**Exercise directions**
Please count the lines in the listing below that contain the string "costume", where case counts. Reply with the number only.

(begin)

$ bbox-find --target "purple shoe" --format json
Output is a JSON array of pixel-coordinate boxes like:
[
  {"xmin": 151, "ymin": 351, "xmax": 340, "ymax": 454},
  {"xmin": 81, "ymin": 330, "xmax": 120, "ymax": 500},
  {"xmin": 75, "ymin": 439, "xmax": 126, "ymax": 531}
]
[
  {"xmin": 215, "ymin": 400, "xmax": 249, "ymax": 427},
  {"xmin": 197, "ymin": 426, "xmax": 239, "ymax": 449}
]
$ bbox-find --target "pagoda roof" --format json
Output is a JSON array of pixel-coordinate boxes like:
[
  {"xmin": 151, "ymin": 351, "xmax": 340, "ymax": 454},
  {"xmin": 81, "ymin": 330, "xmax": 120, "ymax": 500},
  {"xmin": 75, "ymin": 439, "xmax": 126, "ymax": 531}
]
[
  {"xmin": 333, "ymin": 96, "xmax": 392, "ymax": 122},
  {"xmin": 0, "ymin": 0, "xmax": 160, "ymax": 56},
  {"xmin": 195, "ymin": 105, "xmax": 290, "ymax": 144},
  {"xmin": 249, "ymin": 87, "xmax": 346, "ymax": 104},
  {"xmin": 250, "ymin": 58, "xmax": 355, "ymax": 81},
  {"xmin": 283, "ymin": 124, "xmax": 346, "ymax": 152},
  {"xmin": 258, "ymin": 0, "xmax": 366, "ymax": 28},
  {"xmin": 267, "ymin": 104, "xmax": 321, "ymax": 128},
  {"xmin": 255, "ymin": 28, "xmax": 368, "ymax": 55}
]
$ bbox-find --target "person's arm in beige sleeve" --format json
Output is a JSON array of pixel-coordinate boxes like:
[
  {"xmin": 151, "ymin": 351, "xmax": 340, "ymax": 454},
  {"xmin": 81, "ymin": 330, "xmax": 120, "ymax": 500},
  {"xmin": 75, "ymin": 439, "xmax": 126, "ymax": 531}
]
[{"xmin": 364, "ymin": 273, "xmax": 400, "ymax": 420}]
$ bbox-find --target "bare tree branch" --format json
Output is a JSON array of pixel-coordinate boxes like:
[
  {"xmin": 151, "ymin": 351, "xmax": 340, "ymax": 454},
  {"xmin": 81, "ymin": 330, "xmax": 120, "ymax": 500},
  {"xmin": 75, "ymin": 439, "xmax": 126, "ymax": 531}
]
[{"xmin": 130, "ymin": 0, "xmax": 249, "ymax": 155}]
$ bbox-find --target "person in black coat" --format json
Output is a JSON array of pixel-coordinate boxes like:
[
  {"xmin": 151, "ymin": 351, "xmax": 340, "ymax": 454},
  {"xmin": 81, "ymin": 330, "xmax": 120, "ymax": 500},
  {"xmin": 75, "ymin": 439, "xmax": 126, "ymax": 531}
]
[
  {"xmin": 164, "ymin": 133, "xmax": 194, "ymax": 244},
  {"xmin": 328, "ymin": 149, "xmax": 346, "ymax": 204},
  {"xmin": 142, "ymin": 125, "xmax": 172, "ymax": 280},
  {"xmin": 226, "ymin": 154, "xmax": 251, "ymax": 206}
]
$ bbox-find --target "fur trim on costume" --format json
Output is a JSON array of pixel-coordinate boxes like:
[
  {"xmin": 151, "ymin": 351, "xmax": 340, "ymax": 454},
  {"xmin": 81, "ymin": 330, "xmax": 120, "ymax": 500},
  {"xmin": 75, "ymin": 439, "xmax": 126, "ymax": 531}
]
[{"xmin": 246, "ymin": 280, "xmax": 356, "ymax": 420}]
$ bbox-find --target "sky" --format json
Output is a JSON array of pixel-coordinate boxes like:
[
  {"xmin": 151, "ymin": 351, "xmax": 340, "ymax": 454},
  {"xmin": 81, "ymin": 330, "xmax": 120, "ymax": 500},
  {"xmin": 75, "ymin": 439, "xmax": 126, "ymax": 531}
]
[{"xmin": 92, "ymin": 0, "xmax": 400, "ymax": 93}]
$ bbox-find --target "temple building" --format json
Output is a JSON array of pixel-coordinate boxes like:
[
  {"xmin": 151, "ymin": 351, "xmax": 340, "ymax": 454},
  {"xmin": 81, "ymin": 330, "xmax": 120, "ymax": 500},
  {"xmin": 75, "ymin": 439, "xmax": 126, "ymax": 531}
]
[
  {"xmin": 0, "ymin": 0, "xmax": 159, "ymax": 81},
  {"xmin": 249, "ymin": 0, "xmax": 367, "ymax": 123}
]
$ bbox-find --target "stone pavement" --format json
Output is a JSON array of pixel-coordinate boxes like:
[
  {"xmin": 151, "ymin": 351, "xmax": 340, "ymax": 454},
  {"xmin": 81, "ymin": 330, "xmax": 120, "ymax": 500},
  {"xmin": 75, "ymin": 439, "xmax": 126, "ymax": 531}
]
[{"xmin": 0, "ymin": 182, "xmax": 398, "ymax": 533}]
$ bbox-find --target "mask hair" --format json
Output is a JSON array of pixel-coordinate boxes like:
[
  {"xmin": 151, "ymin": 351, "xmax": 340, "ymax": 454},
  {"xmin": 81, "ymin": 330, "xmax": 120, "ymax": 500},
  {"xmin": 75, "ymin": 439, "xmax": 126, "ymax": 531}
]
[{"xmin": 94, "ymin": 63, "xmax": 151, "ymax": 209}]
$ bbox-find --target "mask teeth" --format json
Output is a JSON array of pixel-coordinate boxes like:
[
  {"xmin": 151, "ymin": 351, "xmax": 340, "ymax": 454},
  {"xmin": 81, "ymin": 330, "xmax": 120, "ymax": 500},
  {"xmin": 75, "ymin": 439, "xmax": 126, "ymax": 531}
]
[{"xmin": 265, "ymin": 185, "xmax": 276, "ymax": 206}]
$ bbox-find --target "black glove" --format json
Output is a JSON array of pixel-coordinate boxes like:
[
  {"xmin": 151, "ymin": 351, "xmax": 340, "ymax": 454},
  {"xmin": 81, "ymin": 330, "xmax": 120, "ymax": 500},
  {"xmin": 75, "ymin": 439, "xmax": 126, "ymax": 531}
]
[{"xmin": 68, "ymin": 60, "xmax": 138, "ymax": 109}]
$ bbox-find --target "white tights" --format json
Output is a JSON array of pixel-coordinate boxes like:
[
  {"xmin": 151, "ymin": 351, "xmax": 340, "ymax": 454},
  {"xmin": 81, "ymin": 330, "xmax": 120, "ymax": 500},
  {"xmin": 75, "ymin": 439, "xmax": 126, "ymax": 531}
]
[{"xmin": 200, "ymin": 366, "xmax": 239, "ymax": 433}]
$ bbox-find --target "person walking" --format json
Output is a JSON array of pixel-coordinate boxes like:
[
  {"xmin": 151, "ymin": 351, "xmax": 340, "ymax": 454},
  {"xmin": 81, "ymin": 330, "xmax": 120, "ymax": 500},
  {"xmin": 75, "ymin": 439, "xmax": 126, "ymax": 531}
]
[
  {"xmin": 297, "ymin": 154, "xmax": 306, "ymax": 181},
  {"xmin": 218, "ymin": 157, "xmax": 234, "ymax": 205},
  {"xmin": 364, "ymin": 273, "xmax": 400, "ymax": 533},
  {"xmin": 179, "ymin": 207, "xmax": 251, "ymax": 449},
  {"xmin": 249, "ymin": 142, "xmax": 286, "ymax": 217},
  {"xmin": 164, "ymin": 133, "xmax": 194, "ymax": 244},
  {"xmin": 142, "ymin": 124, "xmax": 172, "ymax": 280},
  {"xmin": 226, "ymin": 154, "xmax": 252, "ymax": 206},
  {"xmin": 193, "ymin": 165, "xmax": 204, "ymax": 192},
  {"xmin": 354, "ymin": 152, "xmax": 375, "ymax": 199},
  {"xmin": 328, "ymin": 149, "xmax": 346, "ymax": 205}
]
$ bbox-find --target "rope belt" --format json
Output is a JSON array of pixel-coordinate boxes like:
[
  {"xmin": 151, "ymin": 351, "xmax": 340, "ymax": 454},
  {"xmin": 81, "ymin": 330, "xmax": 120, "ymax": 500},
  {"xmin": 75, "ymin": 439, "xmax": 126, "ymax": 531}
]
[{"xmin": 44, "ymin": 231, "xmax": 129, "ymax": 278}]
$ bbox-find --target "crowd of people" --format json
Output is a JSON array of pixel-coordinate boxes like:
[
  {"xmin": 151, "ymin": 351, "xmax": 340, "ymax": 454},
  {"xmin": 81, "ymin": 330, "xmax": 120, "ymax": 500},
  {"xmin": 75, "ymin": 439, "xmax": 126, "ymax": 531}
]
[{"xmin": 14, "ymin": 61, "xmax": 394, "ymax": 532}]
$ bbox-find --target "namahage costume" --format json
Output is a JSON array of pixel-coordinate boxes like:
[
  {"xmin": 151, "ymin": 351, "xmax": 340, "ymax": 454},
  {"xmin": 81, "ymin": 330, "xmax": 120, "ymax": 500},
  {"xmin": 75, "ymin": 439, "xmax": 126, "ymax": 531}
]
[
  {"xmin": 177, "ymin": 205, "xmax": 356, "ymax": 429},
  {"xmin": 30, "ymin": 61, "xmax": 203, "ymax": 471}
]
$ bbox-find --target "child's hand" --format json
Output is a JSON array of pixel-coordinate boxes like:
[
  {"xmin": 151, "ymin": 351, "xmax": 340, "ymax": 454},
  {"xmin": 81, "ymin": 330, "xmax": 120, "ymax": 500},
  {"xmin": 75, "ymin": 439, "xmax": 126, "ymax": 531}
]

(end)

**Response to the exercise**
2